## [DATA FOR THIS TASK]
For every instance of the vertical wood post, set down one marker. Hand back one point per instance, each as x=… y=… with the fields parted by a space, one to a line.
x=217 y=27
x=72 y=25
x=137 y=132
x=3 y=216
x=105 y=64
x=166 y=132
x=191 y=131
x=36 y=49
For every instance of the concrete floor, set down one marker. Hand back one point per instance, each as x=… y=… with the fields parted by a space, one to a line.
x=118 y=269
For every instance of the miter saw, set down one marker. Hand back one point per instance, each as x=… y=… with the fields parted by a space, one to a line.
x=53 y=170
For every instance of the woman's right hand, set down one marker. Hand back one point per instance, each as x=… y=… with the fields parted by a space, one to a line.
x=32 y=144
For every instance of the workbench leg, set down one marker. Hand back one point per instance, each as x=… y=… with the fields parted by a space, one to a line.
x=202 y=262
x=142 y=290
---
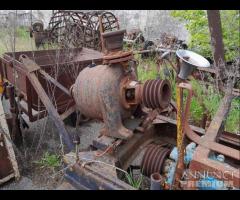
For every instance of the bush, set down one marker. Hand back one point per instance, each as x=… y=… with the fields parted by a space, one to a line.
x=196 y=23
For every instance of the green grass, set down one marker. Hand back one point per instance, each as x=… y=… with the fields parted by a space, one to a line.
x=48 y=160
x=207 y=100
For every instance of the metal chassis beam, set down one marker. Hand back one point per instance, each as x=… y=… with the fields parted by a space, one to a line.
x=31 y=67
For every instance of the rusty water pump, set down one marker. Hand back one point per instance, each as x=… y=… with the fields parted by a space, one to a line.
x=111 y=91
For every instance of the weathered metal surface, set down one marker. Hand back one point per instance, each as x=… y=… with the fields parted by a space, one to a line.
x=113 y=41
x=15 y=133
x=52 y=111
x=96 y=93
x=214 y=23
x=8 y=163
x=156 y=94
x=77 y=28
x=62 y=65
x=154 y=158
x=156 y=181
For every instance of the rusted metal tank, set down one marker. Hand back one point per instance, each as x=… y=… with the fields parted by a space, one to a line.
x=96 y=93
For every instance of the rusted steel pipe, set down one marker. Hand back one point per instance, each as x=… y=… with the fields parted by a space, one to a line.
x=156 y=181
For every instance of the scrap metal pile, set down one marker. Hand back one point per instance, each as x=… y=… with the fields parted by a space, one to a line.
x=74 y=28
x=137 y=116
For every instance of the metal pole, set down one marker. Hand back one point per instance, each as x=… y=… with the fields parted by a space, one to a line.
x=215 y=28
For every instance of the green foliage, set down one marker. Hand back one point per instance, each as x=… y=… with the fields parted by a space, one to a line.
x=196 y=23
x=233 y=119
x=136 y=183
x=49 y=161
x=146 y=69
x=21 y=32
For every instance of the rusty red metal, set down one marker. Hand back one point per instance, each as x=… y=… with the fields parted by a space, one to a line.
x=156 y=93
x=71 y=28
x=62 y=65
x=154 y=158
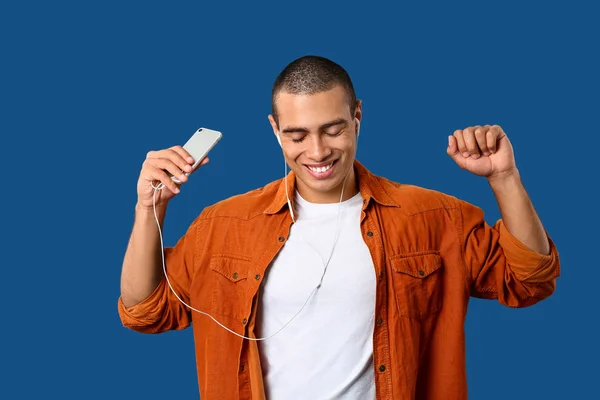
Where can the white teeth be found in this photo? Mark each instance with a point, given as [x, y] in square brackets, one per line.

## [ABOUT THIS EXERCISE]
Take the lines above starting at the one containing "For every instance of the rusty water" and ending at the one containing "Where can the", and print them again exactly, without pictures.

## [ANSWER SECTION]
For every instance of the rusty water pump, set down one marker. Hand back one point per instance, each as x=… y=… with the fields parted by a space, one to a line.
x=111 y=91
For every instance of the weathered metal surface, set down one marker. Hand back one point per instance, each as x=… y=… with the fields parted by a space, one to a line.
x=113 y=41
x=15 y=133
x=52 y=111
x=96 y=93
x=214 y=23
x=8 y=163
x=156 y=94
x=77 y=28
x=62 y=65
x=154 y=158
x=156 y=181
For every instance of the rusted metal tank, set down one marker. Hand back one point per instance, each as x=… y=… with the fields parted by a space, one to a line.
x=96 y=93
For every instance of the rusted steel pipe, set down one marker. Hand back one point per instance, each as x=… y=… with the fields parted by a space, one to a line.
x=156 y=181
For every instance of the scrap metal pile, set down one marker. Hand back one point per instance, each as x=… y=… with the fields parted by a space, one to a line.
x=74 y=28
x=137 y=116
For every instance of the metal pole, set down one marker. Hand back one point per instance, each as x=… y=… with the fields parted by a space, one to a line.
x=215 y=28
For every instance of the green foliage, set down one marker. Hand back one point per instance, each as x=… y=… with the fields parted by a space, one to a line.
x=196 y=23
x=233 y=119
x=136 y=183
x=49 y=161
x=146 y=69
x=21 y=32
For every instance of the rusty red metal, set down one marker. Hand back one point per instance, each as x=… y=… with the fields parted by a space, one to a line.
x=156 y=93
x=71 y=28
x=62 y=65
x=154 y=158
Where can the white teeth be found in this photo? Mark each instance with a point, given as [x, y] in square brackets, one per line.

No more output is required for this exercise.